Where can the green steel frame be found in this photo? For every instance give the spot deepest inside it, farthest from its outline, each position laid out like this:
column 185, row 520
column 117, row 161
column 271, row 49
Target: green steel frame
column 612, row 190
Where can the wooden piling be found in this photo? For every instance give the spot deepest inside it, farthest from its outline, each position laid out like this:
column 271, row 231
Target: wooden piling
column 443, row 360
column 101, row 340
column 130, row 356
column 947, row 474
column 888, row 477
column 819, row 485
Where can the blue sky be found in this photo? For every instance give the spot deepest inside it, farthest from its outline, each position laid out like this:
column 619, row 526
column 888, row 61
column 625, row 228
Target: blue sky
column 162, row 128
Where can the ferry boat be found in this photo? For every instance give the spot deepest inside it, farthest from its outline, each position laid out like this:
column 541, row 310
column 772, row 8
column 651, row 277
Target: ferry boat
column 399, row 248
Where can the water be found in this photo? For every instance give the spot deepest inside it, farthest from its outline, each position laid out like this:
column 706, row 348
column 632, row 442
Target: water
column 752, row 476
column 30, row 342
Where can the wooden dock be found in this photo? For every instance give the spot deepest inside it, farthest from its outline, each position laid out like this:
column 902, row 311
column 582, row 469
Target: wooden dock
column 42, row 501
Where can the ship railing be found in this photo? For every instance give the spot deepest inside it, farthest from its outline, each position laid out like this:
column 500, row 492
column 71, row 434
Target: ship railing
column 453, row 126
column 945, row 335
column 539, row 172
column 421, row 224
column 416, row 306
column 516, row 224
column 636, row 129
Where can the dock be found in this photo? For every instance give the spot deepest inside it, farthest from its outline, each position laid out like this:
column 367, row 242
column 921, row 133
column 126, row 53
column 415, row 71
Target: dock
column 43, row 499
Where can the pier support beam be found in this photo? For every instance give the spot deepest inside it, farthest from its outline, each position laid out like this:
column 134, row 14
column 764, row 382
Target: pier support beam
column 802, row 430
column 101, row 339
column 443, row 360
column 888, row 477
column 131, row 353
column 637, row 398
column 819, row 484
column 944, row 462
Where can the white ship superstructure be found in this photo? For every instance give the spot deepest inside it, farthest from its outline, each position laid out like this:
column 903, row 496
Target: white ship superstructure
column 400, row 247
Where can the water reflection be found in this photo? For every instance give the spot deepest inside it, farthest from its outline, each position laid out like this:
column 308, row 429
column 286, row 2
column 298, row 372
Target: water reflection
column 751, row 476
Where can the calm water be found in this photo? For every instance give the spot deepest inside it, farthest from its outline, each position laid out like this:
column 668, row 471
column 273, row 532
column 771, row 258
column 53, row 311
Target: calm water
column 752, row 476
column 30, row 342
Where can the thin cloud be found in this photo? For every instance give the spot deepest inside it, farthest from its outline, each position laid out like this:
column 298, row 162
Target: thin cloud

Written instruction —
Update all of the data above, putting "border" in place of every "outline" and leaving everything else unchanged.

Exercise answer —
Where can the green steel frame be found in this photo? For every instance give the spot deepest inside it, farthest from its border, each position laid out like this:
column 185, row 520
column 117, row 161
column 271, row 49
Target: green steel frame
column 612, row 190
Where can the wooden piling be found in this photo? For every instance give the spot deepest inside it, farthest from its border, each position laid out like this:
column 271, row 231
Target: wooden piling
column 443, row 360
column 101, row 340
column 130, row 356
column 947, row 474
column 888, row 477
column 819, row 485
Where can the blue sky be found in this photo? For every instance give the spot deepest inside it, farthest from its border, each position laid out like this:
column 619, row 526
column 888, row 61
column 625, row 228
Target: blue sky
column 162, row 128
Where can the ferry boat be found in this photo? For every instance give the spot deepest inside it, farthest from its border, each position laid out like this:
column 541, row 310
column 772, row 8
column 651, row 277
Target: ferry boat
column 399, row 248
Where can the water be found in this photo? For every instance give the spot deepest inside it, farthest from its border, each position laid out like this:
column 706, row 348
column 632, row 442
Target: water
column 752, row 476
column 30, row 342
Where can the wooden dock be found in this photo? For every instance give the spot deepest inside it, farthest from its border, each position laid out like this:
column 902, row 311
column 582, row 469
Target: wooden dock
column 42, row 501
Where can the ship railing be found in this photo? For every instance give the spot deepest inside it, farthest from its border, each position laid out like this:
column 500, row 492
column 71, row 434
Target: ship railing
column 453, row 126
column 945, row 335
column 539, row 172
column 421, row 224
column 416, row 306
column 516, row 224
column 636, row 129
Where can the dock be found in this photo? For every instance give the spot deepest inside it, farthest from its border, each position laid out like this:
column 367, row 242
column 921, row 133
column 126, row 53
column 415, row 71
Target: dock
column 43, row 499
Where can the pier support beam be found in this photo? For every instance give the spot deepest inside it, farthest from its border, each position laid out like this:
column 134, row 14
column 764, row 382
Target: pier support beam
column 802, row 430
column 101, row 339
column 443, row 360
column 888, row 477
column 131, row 353
column 637, row 398
column 819, row 484
column 944, row 462
Where can the white ship superstructure be found in this photo? For every instance give the spot deepest inside it, farthest from its border, each position laid out like this:
column 903, row 496
Target: white ship superstructure
column 400, row 247
Where can the water reflection be found in this photo? For every instance give the spot deepest inside it, farthest from its border, each position laid out like this:
column 308, row 429
column 286, row 2
column 298, row 372
Target: water reflection
column 751, row 476
Where can the calm water be found in this photo? For every instance give the spot deepest inside it, farthest from its border, each position laid out like this:
column 668, row 471
column 273, row 532
column 771, row 258
column 53, row 311
Target: calm water
column 752, row 476
column 30, row 342
Where can the thin cloud be found in this photo? For every instance give the spot deepest inside it, farthest from its border, each position laid out like this:
column 298, row 162
Target: thin cloud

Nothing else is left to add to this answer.